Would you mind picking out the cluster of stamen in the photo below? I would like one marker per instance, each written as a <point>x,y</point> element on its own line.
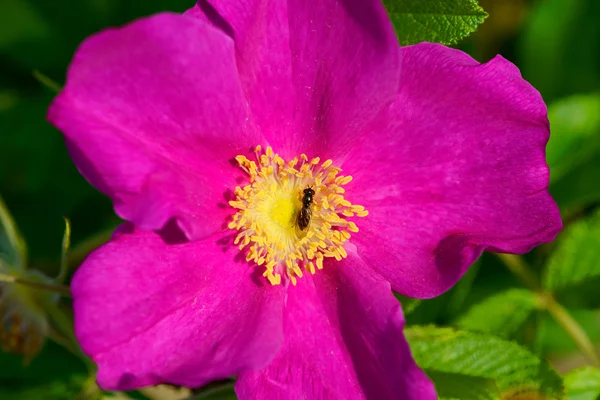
<point>268,208</point>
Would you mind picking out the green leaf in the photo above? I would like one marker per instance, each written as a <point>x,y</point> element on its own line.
<point>501,314</point>
<point>463,387</point>
<point>575,139</point>
<point>576,256</point>
<point>583,384</point>
<point>68,388</point>
<point>552,338</point>
<point>440,21</point>
<point>554,48</point>
<point>513,368</point>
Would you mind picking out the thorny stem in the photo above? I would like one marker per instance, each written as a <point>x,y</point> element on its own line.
<point>521,270</point>
<point>61,289</point>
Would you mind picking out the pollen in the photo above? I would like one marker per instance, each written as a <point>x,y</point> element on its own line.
<point>268,210</point>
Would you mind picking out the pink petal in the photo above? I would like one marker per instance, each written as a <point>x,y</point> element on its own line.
<point>460,168</point>
<point>314,72</point>
<point>148,312</point>
<point>152,113</point>
<point>343,340</point>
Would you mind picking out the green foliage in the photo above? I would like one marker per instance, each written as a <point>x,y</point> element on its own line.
<point>463,387</point>
<point>577,255</point>
<point>440,21</point>
<point>583,384</point>
<point>13,250</point>
<point>575,138</point>
<point>560,47</point>
<point>551,338</point>
<point>513,368</point>
<point>501,314</point>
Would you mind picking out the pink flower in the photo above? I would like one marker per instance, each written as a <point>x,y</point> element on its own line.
<point>446,158</point>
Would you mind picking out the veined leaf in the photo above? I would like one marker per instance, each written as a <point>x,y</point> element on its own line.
<point>576,256</point>
<point>463,387</point>
<point>501,314</point>
<point>575,125</point>
<point>440,21</point>
<point>583,384</point>
<point>513,368</point>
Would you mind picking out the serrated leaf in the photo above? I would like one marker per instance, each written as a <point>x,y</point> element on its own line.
<point>440,21</point>
<point>583,384</point>
<point>576,256</point>
<point>512,367</point>
<point>463,387</point>
<point>501,314</point>
<point>575,126</point>
<point>552,338</point>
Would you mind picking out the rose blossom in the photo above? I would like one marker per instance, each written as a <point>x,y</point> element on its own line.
<point>205,129</point>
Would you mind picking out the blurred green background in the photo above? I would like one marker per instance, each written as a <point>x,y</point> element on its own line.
<point>555,43</point>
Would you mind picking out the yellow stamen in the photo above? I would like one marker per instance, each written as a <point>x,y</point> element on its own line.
<point>268,209</point>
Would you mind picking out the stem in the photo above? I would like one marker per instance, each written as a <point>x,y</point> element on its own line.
<point>79,252</point>
<point>44,80</point>
<point>520,269</point>
<point>64,255</point>
<point>61,289</point>
<point>211,389</point>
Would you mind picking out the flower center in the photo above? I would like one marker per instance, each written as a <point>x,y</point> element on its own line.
<point>292,214</point>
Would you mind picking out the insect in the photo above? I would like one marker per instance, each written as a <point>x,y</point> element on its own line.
<point>305,211</point>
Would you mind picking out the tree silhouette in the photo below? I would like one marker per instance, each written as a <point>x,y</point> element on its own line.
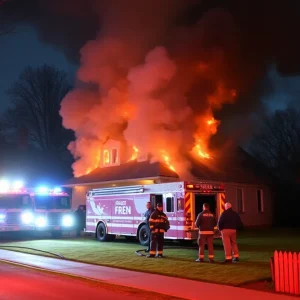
<point>278,143</point>
<point>34,114</point>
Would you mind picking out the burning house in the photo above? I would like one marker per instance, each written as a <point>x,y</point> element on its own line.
<point>150,94</point>
<point>246,183</point>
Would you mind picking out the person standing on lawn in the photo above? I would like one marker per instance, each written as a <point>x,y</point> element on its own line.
<point>159,224</point>
<point>206,222</point>
<point>228,224</point>
<point>148,213</point>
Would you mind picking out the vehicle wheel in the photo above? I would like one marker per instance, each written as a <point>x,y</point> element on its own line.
<point>56,234</point>
<point>111,237</point>
<point>101,234</point>
<point>144,235</point>
<point>185,243</point>
<point>130,238</point>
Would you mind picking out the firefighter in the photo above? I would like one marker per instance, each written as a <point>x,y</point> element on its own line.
<point>148,213</point>
<point>159,224</point>
<point>80,216</point>
<point>206,221</point>
<point>228,223</point>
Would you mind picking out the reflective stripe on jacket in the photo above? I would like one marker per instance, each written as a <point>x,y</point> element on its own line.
<point>158,222</point>
<point>206,222</point>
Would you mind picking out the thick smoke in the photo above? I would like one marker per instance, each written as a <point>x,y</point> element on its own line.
<point>159,97</point>
<point>162,69</point>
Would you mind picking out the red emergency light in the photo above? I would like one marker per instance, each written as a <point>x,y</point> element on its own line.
<point>206,187</point>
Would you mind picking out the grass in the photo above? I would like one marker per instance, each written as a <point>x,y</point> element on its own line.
<point>256,248</point>
<point>126,291</point>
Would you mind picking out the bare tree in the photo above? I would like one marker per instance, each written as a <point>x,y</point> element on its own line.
<point>6,25</point>
<point>36,98</point>
<point>278,143</point>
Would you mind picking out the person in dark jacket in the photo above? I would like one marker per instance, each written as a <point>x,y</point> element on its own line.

━━━━━━━━━━

**YOUR GOAL**
Print every entry word for word; omit the pictures.

**SOLUTION FOR THIS EXERCISE**
Would you mind picking out the cluster of stamen in the photo below? I would like one marker per instance, each written as a <point>x,y</point> element on its own line.
<point>268,208</point>
Would you mind picking out the green leaf in the photo above? I would like one marker per instance, each written as a <point>x,y</point> element on its own line.
<point>501,314</point>
<point>463,387</point>
<point>575,139</point>
<point>576,256</point>
<point>583,384</point>
<point>68,388</point>
<point>552,338</point>
<point>440,21</point>
<point>554,48</point>
<point>513,368</point>
Would you mind picking out the thorny stem in the photo above? I would like one marker per instance, each written as a <point>x,y</point> element on its own line.
<point>521,270</point>
<point>61,289</point>
Would you mind picking out the pollen in the photo above? I would like one marker per instance, each written as a <point>x,y</point> element on its own line.
<point>268,210</point>
Would you mind picking out the pink petal in the photo above? I would like one marker per instance, each written as a <point>x,y</point> element on its own line.
<point>460,168</point>
<point>314,72</point>
<point>148,312</point>
<point>152,113</point>
<point>343,340</point>
Would you mind picking out the green foliage in the photo above? I would like one marker per instance, each written as a <point>x,y</point> element on its own line.
<point>463,387</point>
<point>577,255</point>
<point>440,21</point>
<point>583,384</point>
<point>13,250</point>
<point>575,138</point>
<point>560,47</point>
<point>551,338</point>
<point>513,368</point>
<point>501,314</point>
Would you mind picking out the pink flower in the photo above? I would like one marker per instance, each written as a <point>x,y</point> element on its own line.
<point>446,158</point>
Would you mind picking out the veined leaf in the photo above? I would like one marker per instance, each written as a <point>x,y</point> element on its own line.
<point>576,256</point>
<point>463,387</point>
<point>501,314</point>
<point>575,125</point>
<point>440,21</point>
<point>583,384</point>
<point>513,368</point>
Would you mind picking out the serrated leaf in the photo above? I would like one marker per instance, each written as a <point>x,y</point> element on its own line.
<point>440,21</point>
<point>583,384</point>
<point>576,256</point>
<point>512,367</point>
<point>463,387</point>
<point>501,314</point>
<point>575,126</point>
<point>552,338</point>
Would you mind picking out the rose blossom in the photo above? I would like one marker per instance, each written as a <point>x,y</point> element on its own line.
<point>205,129</point>
Would you mind picking out the blurred green background in the photo above? I would like one marker per instance, each written as a <point>x,y</point> element on its own line.
<point>555,43</point>
Would you mind picking out the yellow stamen in the photo above? I would like one marker per instance, each written as a <point>x,y</point> element on its own line.
<point>268,209</point>
Would you mind picking out the stem in the photo above? I would like one marker per instance, each written as a <point>x,y</point> element on its own line.
<point>79,252</point>
<point>44,80</point>
<point>520,269</point>
<point>64,255</point>
<point>61,289</point>
<point>211,389</point>
Would you mind picking out the flower center in the photo above? I would like one marker per instance, each written as a <point>x,y</point> element on its own line.
<point>292,214</point>
Would you mind picking out the insect in the photo above? I would like one marker per instance, each written as a <point>x,y</point> element on its own line.
<point>305,211</point>
Would you mind picking out the tree silhouette in the photo below? I would like one marker per instance, each written as a <point>x,y</point> element on its own line.
<point>278,143</point>
<point>34,114</point>
Would you mind picking out the burning house in the photo above? I would like one marker per instance, each written as a <point>x,y</point> element on its own line.
<point>150,94</point>
<point>246,183</point>
Would you mind picking out the person standing on lawn in the photo above? I would like one marker per instance, each written as a <point>x,y</point> element on its own line.
<point>159,224</point>
<point>206,222</point>
<point>228,224</point>
<point>148,213</point>
Would you mind picking out the vehicle wheel in the photo above? I would like one marker per instance, each written as a <point>x,y</point> element on its own line.
<point>56,234</point>
<point>111,237</point>
<point>101,234</point>
<point>144,235</point>
<point>185,243</point>
<point>130,238</point>
Would you mind picking out the firefighter in the photo above? I would like one marker per instance, each written as a <point>x,y</point> element on its own line.
<point>148,213</point>
<point>159,224</point>
<point>80,216</point>
<point>206,221</point>
<point>228,223</point>
Would you mind picking out the reflective stripe on jacket in the photo above? I would like one marker per instance, each written as a <point>x,y</point> element on its own line.
<point>158,222</point>
<point>206,222</point>
Would you mind picking out the thick smoke in the photo above? I would like one marker per instance, each written as a <point>x,y</point> element on its own line.
<point>159,97</point>
<point>162,69</point>
Would you mind picking out the red emergency light in the photo above? I would like one marker per instance, each written as a <point>x,y</point> element on its own line.
<point>206,187</point>
Would you mind picking out the grass in the photo above? I would like one marker per instance, each written as a <point>x,y</point> element on its own line.
<point>256,248</point>
<point>126,291</point>
Would you mind picking out the bare tree in the photo above? I would like one marker per instance, each written as a <point>x,y</point> element on its own line.
<point>6,25</point>
<point>36,98</point>
<point>278,143</point>
Would you mind picking out the person in dark jacket in the photo above? I would like one marker per instance, each written as a <point>x,y</point> element on its own line.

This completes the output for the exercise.